ÉNONCÉ A:
Extrayez de l'article sur les déchets médicaux le passage qui commence à « Publié le 19 » et se termine à « vrai du faux. ».
ÉNONCÉ B:
Répondez à ces questions d'après l'article sur les déchets médicaux :
(i) À quelle date l'article a-t-il été publié ?
(ii) Où la vidéo montre-t-elle des déchets médicaux déversés ?
(iii) Quel pays est cité comme ne disposant pas d'une réglementation appropriée ?
ÉNONCÉ C:
Relevez tous les noms propres de personnes, de pays ou d'établissements présents dans l'article sur les déchets médicaux.

TEXTE FOURNI:
--

Publié le 19 Feb 2020 - 08:02
DOCTEUR FALLOU SAMB (GYNECO) SUR LES DECHETS MEDICAUX

‘’Beaucoup de pays comme le Sénégal ne disposent pas d’une réglementation appropriée’’

 

Une vidéo circulant sur le net continue de faire des émules. Elle montre des tas de déchets médicaux déversés sur la plage de l’hôpital Aristide Le Dantec. Une bombe environnementale, si l’on en croit des pseudo-spécialistes. Dans cet entretien, docteur Fallou Samb essaie de démêler le vrai du faux.

 

Docteur, est-ce que tous les déchets médicaux sont dangereux ?

--

DONNÉES FOURNIES:

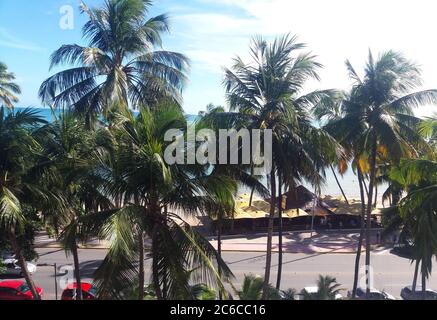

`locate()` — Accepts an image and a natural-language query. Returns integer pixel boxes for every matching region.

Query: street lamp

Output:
[38,263,58,300]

--

RÉPONSE A:
Publié le 19 Feb 2020 - 08:02
DOCTEUR FALLOU SAMB (GYNECO) SUR LES DECHETS MEDICAUX

‘’Beaucoup de pays comme le Sénégal ne disposent pas d’une réglementation appropriée’’

 

Une vidéo circulant sur le net continue de faire des émules. Elle montre des tas de déchets médicaux déversés sur la plage de l’hôpital Aristide Le Dantec. Une bombe environnementale, si l’on en croit des pseudo-spécialistes. Dans cet entretien, docteur Fallou Samb essaie de démêler le vrai du faux.

RÉPONSE B:
(i) Le 19 février 2020.
(ii) Sur la plage de l'hôpital Aristide Le Dantec.
(iii) Le Sénégal.

RÉPONSE C:
Fallou Samb
Sénégal
Aristide Le Dantec